### Consigne A
Renvoyez chacune des lignes des entrées qui contiennent le mot "chart".

======== Page

Quelle curieuse excursion que celle
décrite par Elie Tisseyre dans sa note publiée au
bulletin annuel 1906 de la
S.E.SA. (Société d'Étude Scientifique de l'Aude), une note qui fut envoyée à tous les
membres.
Rappelons les faits : un
petit groupe de la
S.E.S.A. part en excursion le
25 juin 1905. Le but est, semble‑t‑il, de
prendre connaissance de l'environnement archéologique de
Rennes‑le‑Château. La visite est organisée depuis un point
de rendez‑vous situé à la gare de
Couiza et va durer
une journée.
Derrière le récit d'Elie Tisseyre
empreint d'une certaine nostalgie se cache un texte
curieux. Pourquoi ? Si on analyse son contenu, il est facile
de s'apercevoir de certaines incohérences dans les propos.
La description générale est futile et ressemble à une
rédaction scolaire écrite par un jeune écolier décrivant sa
journée à la campagne. Le style est en tout cas très éloigné
d'un rapport d'étude archéologique. Mais le plus curieux est
l'absence d'étonnement devant le site de Rennes‑le‑Château.
La découverte du village ne produit aucune réaction, aucune
surprise parmi les membres. Tout est normal, et seule la vue
exceptionnelle sur la petite colline "le Casteillas"
semble impressionner nos touristes archéologues. La Tour Magdala
devient ici "Une tour de construction récente"
et
l'église Marie Madeleine
est une paroisse classique avec "ses jolies peintures
fraîches et riantes". Pas un mot sur
Bérenger Saunière, le seigneur des lieux. Aucune
allusion sur ses mystérieux agissements. Pas une phrase sur
son
Domaine
extraordinaire qui fera l'attraction de tous les visiteurs.
Nous sommes en
1905, un an tout juste après la fin des travaux du
Domaine. Les constructions de Saunière respirent le neuf et
les jardins tirés à la règle sont du plus bel effet. Voilà
donc un sujet d'étonnement qu'Elie Tisseyre et ses
collègues auraient pu souligner, plutôt que de décrire le
nombre de tibias contenus dans l'ossuaire.

================

### Consigne B
Reproduisez mot pour mot le passage du texte sur l'excursion à Rennes‑le‑Château qui va de "semble impressionner nos" à "tous les visiteurs.".

======== Entrées de données

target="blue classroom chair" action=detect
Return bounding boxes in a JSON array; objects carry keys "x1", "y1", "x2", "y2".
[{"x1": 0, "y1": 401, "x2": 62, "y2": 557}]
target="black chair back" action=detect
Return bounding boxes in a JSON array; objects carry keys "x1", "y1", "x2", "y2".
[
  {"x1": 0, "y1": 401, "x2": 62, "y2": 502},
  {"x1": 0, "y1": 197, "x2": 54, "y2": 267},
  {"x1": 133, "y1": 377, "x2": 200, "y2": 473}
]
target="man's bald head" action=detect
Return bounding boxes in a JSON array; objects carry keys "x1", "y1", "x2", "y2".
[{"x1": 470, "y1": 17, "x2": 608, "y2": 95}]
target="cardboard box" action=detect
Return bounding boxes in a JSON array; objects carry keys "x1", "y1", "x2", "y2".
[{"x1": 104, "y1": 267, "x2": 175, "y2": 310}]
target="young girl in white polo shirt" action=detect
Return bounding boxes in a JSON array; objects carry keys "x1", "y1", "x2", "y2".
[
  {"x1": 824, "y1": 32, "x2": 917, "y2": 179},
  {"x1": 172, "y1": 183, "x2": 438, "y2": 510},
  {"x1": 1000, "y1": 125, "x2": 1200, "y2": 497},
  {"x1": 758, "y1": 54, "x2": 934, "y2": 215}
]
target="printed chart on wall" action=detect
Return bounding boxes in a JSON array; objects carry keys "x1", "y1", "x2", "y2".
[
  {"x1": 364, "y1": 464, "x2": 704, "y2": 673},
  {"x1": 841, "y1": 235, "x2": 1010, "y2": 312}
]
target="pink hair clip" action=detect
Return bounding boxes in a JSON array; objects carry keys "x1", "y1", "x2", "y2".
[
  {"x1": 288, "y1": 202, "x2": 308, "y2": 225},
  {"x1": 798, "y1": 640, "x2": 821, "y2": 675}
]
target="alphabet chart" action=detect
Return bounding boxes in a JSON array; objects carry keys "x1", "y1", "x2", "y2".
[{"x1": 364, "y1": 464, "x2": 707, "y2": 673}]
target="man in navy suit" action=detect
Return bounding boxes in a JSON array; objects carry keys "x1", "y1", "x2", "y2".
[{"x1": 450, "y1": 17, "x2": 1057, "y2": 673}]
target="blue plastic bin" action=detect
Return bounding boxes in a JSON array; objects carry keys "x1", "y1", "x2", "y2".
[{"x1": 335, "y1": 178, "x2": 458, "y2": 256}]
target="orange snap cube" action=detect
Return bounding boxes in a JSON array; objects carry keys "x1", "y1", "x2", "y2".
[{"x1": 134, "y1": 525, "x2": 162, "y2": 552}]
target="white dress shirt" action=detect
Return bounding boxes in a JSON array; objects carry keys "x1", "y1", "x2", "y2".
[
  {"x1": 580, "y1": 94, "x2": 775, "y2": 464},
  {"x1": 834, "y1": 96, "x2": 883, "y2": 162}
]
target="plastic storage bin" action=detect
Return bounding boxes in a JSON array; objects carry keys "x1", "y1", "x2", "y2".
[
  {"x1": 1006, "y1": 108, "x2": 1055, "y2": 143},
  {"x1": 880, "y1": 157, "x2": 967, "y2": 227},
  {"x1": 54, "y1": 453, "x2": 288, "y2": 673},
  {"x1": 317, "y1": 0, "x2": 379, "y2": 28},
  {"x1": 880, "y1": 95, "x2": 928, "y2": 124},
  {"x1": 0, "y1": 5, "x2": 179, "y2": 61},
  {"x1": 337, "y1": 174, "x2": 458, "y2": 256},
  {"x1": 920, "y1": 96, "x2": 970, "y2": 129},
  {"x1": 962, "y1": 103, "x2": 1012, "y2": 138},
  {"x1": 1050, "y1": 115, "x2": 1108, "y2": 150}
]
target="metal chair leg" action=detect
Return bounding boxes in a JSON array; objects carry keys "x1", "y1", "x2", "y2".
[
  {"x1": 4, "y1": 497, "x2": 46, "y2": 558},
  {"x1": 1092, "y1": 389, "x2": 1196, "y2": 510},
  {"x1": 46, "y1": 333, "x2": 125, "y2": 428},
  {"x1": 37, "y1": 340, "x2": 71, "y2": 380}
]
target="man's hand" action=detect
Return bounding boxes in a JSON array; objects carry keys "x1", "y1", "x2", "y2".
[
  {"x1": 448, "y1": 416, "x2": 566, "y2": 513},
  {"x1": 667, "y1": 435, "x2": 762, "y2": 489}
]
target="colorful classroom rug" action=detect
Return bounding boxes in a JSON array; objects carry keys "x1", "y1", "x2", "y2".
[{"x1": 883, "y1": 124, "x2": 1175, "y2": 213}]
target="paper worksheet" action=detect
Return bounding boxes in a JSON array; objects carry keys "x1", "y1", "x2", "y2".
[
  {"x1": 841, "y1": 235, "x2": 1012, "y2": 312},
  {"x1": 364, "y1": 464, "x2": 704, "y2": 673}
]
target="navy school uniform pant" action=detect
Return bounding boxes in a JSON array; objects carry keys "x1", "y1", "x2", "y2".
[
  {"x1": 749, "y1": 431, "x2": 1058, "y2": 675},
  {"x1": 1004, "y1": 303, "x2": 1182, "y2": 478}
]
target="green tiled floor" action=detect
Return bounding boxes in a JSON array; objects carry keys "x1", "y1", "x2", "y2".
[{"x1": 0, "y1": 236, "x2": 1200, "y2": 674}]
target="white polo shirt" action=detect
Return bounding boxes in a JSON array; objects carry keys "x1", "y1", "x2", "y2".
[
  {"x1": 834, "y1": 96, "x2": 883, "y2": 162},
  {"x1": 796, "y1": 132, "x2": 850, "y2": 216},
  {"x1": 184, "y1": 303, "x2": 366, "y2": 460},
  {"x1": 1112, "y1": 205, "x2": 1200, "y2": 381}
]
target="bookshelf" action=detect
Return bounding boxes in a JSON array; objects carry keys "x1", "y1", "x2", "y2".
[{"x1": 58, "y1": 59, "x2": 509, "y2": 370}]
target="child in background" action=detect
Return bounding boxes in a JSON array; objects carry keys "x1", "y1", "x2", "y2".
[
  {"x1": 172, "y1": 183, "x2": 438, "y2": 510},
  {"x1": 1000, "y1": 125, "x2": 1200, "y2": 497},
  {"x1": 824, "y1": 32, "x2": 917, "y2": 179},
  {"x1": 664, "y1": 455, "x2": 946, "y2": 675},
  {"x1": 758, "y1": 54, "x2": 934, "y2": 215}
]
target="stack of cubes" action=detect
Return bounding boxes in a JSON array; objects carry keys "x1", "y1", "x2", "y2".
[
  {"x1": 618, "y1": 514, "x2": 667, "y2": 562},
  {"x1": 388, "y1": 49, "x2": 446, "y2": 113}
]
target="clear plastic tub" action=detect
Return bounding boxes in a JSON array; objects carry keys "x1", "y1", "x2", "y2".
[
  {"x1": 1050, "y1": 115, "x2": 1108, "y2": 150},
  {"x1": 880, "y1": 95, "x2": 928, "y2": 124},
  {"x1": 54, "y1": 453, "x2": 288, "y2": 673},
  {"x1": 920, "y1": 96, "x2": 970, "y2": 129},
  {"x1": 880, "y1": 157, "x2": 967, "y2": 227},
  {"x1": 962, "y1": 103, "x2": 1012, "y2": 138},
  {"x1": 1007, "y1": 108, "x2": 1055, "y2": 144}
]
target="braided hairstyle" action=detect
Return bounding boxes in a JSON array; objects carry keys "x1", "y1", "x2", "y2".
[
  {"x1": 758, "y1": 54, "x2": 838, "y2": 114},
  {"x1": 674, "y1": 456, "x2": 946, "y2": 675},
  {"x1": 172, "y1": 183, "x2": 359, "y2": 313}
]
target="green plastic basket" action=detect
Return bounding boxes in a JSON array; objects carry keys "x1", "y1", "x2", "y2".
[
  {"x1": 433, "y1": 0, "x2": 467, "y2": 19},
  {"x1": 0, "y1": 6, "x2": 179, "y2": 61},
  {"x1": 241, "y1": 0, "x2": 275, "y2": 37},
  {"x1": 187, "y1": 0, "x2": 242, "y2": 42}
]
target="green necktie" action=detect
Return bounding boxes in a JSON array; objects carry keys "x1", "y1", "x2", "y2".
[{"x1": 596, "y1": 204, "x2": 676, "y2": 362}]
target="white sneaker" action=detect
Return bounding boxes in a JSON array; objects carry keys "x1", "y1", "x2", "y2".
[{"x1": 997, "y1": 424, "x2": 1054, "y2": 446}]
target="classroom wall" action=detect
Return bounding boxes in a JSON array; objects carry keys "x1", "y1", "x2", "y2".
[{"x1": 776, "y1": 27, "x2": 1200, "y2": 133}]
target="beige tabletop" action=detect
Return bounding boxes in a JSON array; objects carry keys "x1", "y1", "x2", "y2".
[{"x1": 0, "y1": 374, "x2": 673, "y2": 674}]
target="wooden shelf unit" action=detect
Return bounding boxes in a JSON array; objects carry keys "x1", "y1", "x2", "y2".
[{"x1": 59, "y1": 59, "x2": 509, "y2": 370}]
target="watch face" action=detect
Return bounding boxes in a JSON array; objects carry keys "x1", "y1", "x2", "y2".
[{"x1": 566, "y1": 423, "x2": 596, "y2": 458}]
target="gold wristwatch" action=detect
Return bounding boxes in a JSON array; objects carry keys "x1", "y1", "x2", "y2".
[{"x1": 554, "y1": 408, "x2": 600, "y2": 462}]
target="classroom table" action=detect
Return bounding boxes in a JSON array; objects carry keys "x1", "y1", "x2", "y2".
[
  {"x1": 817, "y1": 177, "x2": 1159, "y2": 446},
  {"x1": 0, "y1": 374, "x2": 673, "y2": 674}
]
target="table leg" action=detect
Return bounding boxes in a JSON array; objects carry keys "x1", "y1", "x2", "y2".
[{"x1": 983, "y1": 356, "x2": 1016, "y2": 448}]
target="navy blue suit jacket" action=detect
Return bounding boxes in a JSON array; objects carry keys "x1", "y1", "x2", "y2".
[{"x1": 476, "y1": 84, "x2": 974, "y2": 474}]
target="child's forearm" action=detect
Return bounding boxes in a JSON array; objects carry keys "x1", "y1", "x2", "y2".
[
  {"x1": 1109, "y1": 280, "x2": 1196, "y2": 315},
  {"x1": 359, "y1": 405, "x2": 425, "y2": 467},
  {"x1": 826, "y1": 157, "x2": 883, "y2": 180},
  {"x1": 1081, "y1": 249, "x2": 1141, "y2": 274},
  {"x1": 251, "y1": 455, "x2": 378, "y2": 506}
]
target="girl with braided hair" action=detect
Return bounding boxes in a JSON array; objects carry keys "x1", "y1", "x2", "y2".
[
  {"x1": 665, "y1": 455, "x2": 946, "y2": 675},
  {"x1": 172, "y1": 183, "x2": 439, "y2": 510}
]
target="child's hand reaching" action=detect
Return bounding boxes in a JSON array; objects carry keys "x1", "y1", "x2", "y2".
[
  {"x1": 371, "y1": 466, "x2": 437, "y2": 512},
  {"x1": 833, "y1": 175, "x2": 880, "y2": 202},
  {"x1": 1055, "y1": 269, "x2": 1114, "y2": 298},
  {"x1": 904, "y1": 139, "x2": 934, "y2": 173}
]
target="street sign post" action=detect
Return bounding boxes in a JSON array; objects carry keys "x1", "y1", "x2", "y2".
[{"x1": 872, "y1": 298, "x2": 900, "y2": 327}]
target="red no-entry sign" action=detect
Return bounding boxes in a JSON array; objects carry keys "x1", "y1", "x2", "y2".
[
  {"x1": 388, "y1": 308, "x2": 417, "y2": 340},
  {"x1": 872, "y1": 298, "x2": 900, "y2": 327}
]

================

### Réponse A
target="printed chart on wall" action=detect
target="alphabet chart" action=detect

### Réponse B
semble impressionner nos touristes archéologues. La Tour Magdala
devient ici "Une tour de construction récente"
et
l'église Marie Madeleine
est une paroisse classique avec "ses jolies peintures
fraîches et riantes". Pas un mot sur
Bérenger Saunière, le seigneur des lieux. Aucune
allusion sur ses mystérieux agissements. Pas une phrase sur
son
Domaine
extraordinaire qui fera l'attraction de tous les visiteurs.